● Extracted text:
● ● ● ● ●
01-problem-set.knit

-Joseph Bakita: -800990986:

Question1

Your friend just became interested in Bayesian statistics. In one paragraph or less (nocode),explain the following to them: * Why/when is Bayesian statistics useful? * What are the similarities in Bayesian and frequentist statistics?

Bayesian statistics is most useful when there exists intuition or understanding of the data prior to running the model where classical or machine models would not be able to discover. These probabilistic methods shed light on distributions that can be used to extrapolate in more detail the uncertainty behind observations and variables than other methods. They do share concepts of distributions and frequencies commonplace in frequentism, alongside ideas of Gaussian approximations that are similar at a base level.

Question 2

Suppose the globe tossing data (Chapter 2) had turned out to be 4 water and 11 land. Construct the posterior distribution, using grid approximation. Use the same flat prior as in the book. Plot the posterior. Use 1000 grid approximations and set the set as set.seed(100).

set.seed(100)

p2 <- seq( from=0 , to=1 , length.out=1000) #flat prior

q2 = dbinom(4 , size=15 , prob=p2) #posterior (chance of 4 waters given N=15 and p=p2[i])

q2b = q2 / sum(q2) #q2 scaled such that q2b is a pdf

plot(p2, q2b, type="l", ylab = "Likelihood")

Behold! A graph showing the most likely values of p given that we observe 4 waters (and 11 lands) given 15 tosses in our simulation. Choose value \(0\leq p \leq 1\) (at the precise value to 3 decimal points) and q2b[1000*p] will give you the probability. For example, the likelihood of p=.3:

q2b[300]

## [1] 0.00350726

or that \(p\ge .7\):

sum(q2b[700:1000])

## [1] 0.0002733507

showing that it is more than 10x as likely that p=.300 precisely than for p \(\ge .7\).

The distribution appears to be approximately Gaussian (Normal) with a right skew (the left side of the crest is significantly steeper than the right). I will go into more detail on the choice (or, more accurately, lack of choice) of prior in the next question.

Question 3

Now suppose the data are 4 water and 2 land. Compute the posterior again, but this time use a prior that is zero below p = 0.5 and a constant above p = 0.5. This corresponds to prior information that a majority of the Earth’s surface is water. Plot the new posterior. Use 1000 grid approximations and set the set as set.seed(100).
● ● ● ● ●
● Entries from a dataset:
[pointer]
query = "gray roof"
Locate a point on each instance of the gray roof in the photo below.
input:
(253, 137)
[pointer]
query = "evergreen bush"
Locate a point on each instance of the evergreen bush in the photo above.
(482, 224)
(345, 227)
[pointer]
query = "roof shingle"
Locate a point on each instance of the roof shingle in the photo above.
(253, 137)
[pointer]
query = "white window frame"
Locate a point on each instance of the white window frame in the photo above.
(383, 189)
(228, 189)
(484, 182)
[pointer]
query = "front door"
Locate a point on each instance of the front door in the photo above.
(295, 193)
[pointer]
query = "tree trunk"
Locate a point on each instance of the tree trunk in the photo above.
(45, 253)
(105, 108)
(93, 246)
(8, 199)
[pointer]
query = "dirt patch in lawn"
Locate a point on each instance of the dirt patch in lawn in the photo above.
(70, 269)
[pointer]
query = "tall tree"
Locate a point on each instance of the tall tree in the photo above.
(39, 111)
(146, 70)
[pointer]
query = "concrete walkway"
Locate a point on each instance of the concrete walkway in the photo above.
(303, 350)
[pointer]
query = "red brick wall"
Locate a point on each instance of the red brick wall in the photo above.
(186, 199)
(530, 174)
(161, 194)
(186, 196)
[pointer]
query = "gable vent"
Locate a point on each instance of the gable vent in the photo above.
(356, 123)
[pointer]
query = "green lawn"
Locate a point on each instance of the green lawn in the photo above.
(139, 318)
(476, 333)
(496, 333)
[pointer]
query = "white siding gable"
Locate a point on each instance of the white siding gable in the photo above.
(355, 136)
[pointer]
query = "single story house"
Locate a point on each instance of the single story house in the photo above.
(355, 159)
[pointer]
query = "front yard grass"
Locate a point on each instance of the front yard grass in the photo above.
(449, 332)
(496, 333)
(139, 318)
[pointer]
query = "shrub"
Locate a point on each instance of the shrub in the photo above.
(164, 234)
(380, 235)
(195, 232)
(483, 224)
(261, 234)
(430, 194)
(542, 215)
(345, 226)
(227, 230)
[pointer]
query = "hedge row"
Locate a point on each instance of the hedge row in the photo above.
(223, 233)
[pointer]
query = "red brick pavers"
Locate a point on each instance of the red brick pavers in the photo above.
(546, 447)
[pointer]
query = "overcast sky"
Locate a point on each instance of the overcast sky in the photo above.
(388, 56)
● ● ● ● ●
● Goal A:
What shape does the problem set say the posterior distribution in Question 2 appears to have?
● Goal B:
Return the passage of the problem set between "Your friend just" and "a base level.", inclusive.

● Task solution A:
It appears approximately Gaussian (Normal) with a right skew.

● Task solution B:
Your friend just became interested in Bayesian statistics. In one paragraph or less (nocode),explain the following to them: * Why/when is Bayesian statistics useful? * What are the similarities in Bayesian and frequentist statistics?

Bayesian statistics is most useful when there exists intuition or understanding of the data prior to running the model where classical or machine models would not be able to discover. These probabilistic methods shed light on distributions that can be used to extrapolate in more detail the uncertainty behind observations and variables than other methods. They do share concepts of distributions and frequencies commonplace in frequentism, alongside ideas of Gaussian approximations that are similar at a base level.